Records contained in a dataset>
________
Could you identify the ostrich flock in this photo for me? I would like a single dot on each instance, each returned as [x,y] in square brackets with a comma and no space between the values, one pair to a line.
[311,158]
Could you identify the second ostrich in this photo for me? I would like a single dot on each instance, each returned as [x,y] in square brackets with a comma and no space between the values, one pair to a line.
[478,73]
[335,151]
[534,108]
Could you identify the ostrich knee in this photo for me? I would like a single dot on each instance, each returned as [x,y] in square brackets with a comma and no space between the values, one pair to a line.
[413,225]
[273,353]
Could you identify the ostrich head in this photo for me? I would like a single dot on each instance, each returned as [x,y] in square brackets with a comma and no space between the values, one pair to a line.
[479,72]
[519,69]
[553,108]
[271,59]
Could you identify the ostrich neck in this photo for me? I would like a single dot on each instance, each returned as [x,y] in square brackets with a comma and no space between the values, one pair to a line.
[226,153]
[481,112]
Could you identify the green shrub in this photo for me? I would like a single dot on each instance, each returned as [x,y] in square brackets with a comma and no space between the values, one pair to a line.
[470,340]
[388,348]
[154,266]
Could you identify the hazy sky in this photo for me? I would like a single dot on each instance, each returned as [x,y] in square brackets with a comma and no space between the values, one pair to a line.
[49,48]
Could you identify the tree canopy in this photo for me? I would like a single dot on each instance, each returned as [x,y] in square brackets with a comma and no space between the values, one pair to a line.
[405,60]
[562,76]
________
Directions> Please make your reply exactly the lines from the one containing "Could you identify the tree" through the end of the entries above, and nothing more.

Problem solution>
Could you identify the tree canopy in this photo for me? I would like a single dot on each instance, each returned as [x,y] in square brackets with a comma and no space between the values, one pair to a line.
[405,60]
[562,76]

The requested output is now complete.